• PAGE EXCERPT

• Maryse Condé on the Iconic African Dish That Conjures a Thousand Homes

    Friendship and Family Over Mafé

    In my previous book What is Africa to Me?, an unsentimental autobiography, where I tell the honest truth about myself, I wrote in detail about the leaden years I went through before becoming a writer and I have no intention whatsoever of repeating myself here. I shall merely say that during the years I spent in Guinea the art of cooking was no longer a preoccupation. Eating came down to its purely physical function: filling one’s stomach in order to survive.

    Moreover, there wasn’t a single restaurant in Conakry besides the one at the hotel in Camayenne which served up a so-called continental cuisine without ever indicating what continent it was referring to. Sometimes around the edge of the bus station the market women managed to procure some plantains and would sell kelewele or aloko. I left the cooking in the hands of my boy, Ibrahima, a Peul with a famished expression, which did not augur well. Appearances, however, are deceiving. he spent most of his time scouring the neighborhood markets in search of food. Whenever he was lucky enough to unearth a chicken as big as your fist or a tough, stony chunk of meat we celebrated. I would bring out the silverware, a wedding present from one of my sisters, and invite Françoise, a friend from Guadeloupe, who lived three houses down. She had taken advantage of her vacation in Sainte-Anne to bring back a stock of salted codfish so as least she could make accras or cod fritters.

    Ibrahima invariably cooked a mafé. Mafé is a dish from Mali very easy to prepare as it only requires meat, peanut paste and tomato sauce. You can also add cabbage and sweet potatoes which given our impoverished state seldom happened. I loved mafé. it did not require palm oil: long before today’s dieticians I loathed this condiment which I considered too greasy and dangerous for one’s health. Consequently, the mere mention of mafé conjures up for me food shortages and a country’s destitution. I had little idea that one day it would turn out to give me a delicious surprise.

    No sooner had I settled down in Winneba in Ghana where I taught French than I was invited to a literary afternoon in Accra. it forced me to drive back into town, sixty kilometres along a dangerous road busy with large trucks. Yet I didn’t hesitate for one moment. it had been too long since I had attended a meeting for intellectuals. I was going soft in the head. to think that at the age of twenty I was capable of holding forth with brio on sticky topics such as “Can the pursuit of happiness justify an entire life?” For the time being I had trouble helping my children do their homework.

• PROVIDED MATERIAL
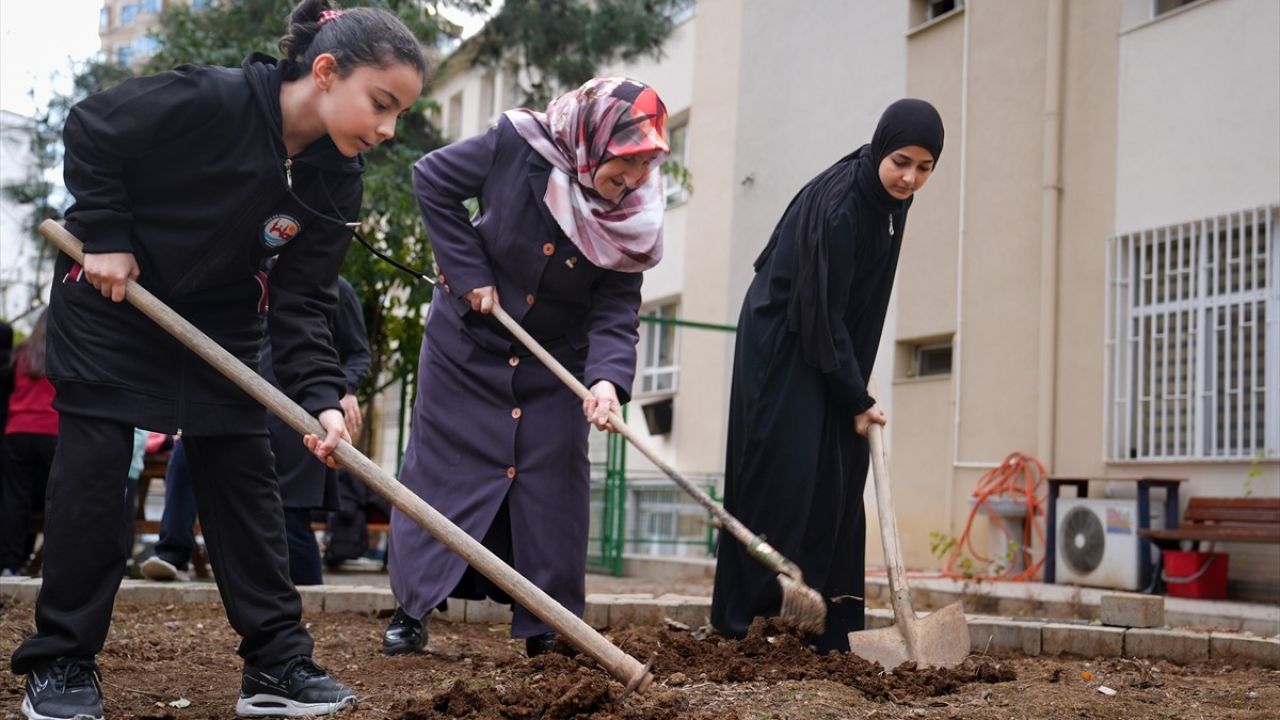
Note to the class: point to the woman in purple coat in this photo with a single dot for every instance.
==
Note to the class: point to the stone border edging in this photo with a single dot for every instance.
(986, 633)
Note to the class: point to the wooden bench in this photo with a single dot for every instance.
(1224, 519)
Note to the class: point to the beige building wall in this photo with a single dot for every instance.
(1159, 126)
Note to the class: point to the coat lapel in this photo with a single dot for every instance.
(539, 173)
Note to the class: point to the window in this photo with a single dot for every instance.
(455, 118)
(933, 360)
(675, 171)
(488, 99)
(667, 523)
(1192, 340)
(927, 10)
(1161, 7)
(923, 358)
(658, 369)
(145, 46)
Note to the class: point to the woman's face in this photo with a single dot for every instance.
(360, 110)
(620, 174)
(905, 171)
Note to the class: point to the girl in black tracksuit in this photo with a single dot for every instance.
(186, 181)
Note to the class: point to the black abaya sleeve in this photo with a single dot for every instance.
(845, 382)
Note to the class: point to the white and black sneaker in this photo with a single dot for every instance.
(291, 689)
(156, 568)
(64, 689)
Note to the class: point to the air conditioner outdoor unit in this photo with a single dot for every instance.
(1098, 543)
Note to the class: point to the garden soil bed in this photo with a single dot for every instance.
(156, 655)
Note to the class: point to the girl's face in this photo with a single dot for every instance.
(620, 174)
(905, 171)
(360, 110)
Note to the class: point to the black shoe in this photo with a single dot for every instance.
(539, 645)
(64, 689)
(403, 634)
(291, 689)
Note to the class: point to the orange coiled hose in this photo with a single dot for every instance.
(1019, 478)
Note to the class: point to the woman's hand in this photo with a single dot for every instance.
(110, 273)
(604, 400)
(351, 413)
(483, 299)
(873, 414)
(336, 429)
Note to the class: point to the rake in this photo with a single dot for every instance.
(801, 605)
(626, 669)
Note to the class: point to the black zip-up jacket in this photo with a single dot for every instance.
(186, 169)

• OBJECTIVES
1. State whether each of these statements agrees with the excerpt about mafé: (a) Conakry had one restaurant, at the hotel in Camayenne; (b) the mafé Ibrahima cooked needed palm oil; (c) the road from Winneba to Accra was sixty kilometres long. Answer yes or no for each, and quote the deciding words of the excerpt.
2. In the excerpt about mafé, who gave the narrator the silverware?
The records are separate material and have no connection to the excerpt about mafé.

• ANSWERS FOR THE TASKS
1.
(a) Yes: "there wasn’t a single restaurant in Conakry besides the one at the hotel in Camayenne"
(b) No: "it did not require palm oil"
(c) Yes: "sixty kilometres along a dangerous road busy with large trucks"

2. One of the narrator's sisters gave it as a wedding present.